(Labeled-object pointing entries)
------------

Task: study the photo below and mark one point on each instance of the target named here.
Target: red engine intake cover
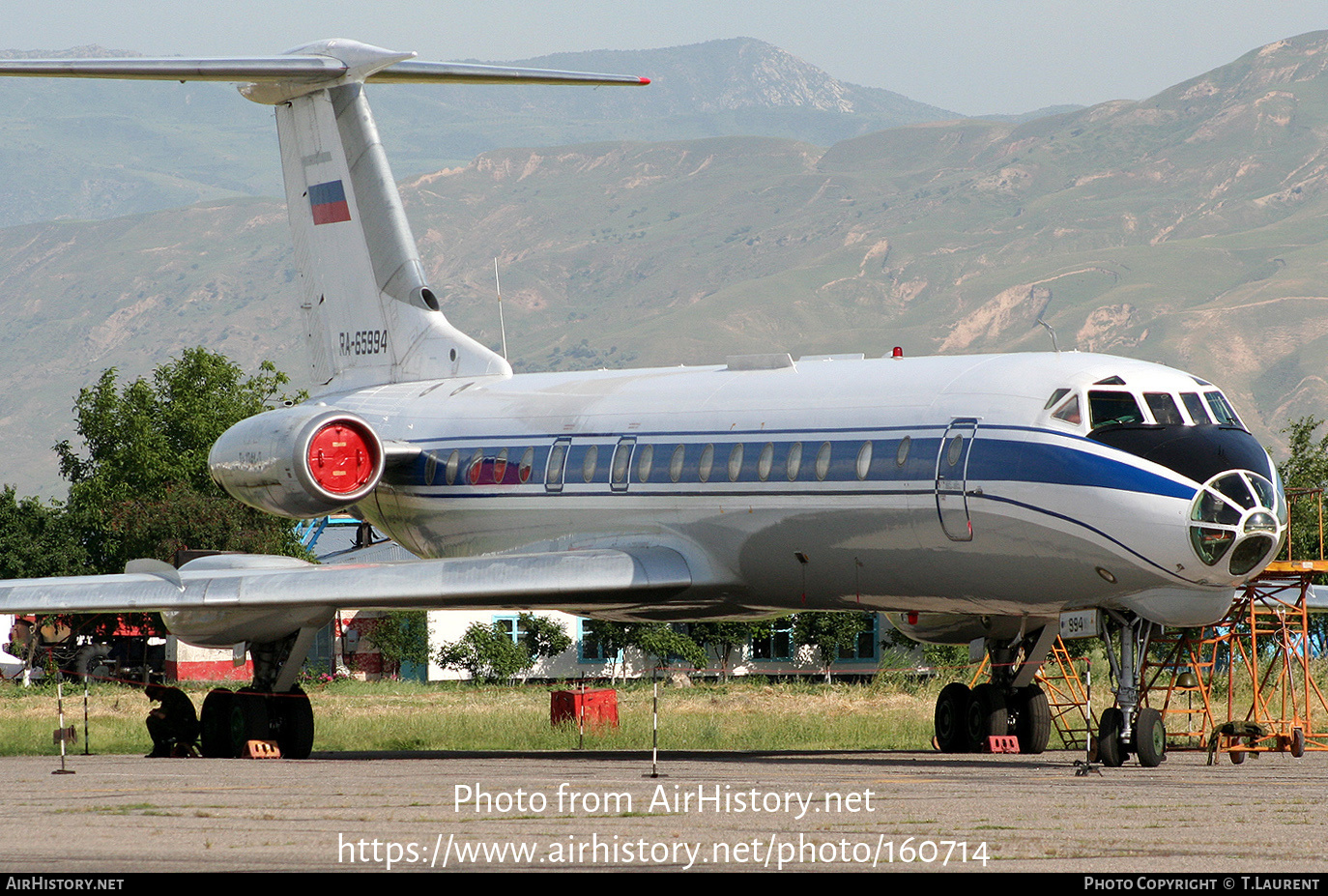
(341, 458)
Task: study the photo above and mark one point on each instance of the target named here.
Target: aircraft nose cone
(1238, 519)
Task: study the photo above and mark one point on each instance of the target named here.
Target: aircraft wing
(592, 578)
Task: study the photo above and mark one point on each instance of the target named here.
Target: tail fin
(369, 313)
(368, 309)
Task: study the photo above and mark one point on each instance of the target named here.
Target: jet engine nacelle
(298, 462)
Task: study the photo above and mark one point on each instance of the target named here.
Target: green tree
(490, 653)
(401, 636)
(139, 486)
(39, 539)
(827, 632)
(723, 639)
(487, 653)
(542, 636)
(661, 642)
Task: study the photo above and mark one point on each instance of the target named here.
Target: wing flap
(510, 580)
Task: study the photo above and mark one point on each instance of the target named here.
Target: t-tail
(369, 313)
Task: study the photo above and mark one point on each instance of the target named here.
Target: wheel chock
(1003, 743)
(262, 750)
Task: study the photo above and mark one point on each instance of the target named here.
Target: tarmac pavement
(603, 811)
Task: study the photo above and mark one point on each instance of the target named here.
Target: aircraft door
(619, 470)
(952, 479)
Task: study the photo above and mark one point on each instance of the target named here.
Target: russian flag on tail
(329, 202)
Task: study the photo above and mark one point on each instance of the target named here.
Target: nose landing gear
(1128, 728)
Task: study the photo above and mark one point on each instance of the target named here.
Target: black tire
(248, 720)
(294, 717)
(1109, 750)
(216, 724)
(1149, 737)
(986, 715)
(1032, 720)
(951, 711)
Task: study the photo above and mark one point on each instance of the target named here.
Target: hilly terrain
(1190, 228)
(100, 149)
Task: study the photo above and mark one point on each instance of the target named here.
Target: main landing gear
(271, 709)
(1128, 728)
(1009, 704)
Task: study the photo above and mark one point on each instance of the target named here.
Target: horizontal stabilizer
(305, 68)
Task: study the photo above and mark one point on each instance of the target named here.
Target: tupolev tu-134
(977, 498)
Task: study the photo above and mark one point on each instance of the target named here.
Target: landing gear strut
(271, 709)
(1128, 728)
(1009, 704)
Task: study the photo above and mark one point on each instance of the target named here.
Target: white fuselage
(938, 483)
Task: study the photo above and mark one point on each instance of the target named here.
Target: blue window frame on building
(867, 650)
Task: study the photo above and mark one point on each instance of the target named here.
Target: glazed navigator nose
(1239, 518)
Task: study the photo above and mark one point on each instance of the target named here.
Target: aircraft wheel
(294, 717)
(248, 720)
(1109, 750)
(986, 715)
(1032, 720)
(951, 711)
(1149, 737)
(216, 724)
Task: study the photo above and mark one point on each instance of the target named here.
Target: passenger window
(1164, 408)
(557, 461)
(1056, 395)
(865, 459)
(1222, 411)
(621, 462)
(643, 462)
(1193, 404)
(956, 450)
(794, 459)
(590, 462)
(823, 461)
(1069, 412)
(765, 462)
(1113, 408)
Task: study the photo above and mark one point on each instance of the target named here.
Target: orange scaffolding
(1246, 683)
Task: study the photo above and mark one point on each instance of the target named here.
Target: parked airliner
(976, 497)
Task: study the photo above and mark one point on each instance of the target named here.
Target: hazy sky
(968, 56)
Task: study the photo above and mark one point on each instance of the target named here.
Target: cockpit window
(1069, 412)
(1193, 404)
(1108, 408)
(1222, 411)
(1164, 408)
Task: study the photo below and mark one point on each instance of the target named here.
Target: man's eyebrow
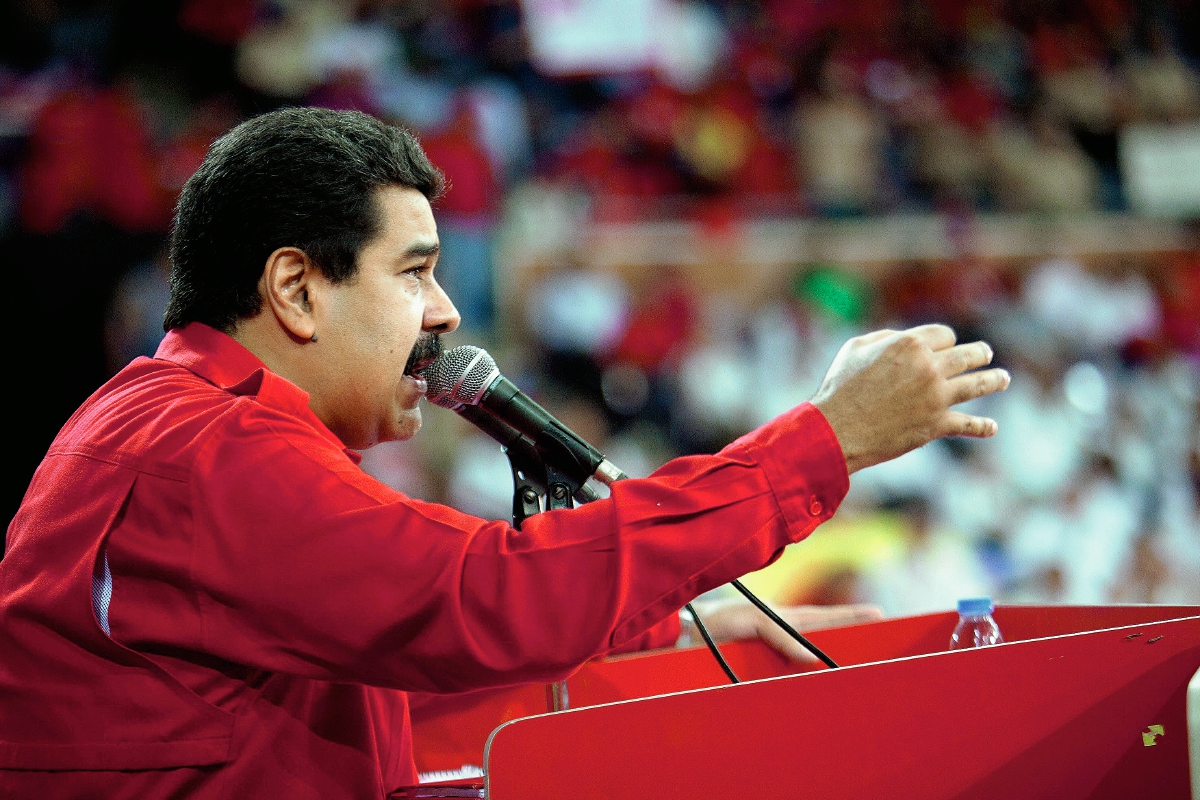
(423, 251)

------------

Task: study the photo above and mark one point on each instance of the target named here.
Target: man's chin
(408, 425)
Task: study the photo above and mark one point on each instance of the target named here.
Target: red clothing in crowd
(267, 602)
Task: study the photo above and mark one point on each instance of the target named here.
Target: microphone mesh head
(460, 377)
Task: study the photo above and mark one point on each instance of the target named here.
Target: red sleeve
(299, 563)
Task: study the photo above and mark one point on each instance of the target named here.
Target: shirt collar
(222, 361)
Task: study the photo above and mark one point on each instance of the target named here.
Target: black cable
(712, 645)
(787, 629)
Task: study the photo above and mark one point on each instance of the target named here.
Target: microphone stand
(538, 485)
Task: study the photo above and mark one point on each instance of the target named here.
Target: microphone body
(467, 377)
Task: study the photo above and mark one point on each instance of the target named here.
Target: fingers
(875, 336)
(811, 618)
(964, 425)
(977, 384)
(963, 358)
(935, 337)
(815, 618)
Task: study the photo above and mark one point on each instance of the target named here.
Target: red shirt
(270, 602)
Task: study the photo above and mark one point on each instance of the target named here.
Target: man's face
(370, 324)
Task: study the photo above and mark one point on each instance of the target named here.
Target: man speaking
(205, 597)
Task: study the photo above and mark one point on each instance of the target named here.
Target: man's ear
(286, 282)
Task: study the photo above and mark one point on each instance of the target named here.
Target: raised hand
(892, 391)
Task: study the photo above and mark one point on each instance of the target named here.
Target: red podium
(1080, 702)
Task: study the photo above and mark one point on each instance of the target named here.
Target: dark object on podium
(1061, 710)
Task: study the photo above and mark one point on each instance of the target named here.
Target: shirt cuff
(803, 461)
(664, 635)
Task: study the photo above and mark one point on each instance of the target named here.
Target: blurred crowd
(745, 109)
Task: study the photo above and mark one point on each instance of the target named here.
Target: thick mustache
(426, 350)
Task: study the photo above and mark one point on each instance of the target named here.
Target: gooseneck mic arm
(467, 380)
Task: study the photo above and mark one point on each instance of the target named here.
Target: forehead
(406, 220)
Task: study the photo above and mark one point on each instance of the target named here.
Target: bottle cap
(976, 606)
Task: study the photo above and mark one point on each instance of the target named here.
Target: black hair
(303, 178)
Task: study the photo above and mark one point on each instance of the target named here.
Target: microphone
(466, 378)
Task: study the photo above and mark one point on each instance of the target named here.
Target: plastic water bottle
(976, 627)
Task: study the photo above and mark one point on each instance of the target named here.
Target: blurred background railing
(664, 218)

------------

_Do this_
How many lines in the material above contain the string "microphone", with case taken into account? Reply with the number alone.

_Task result_
4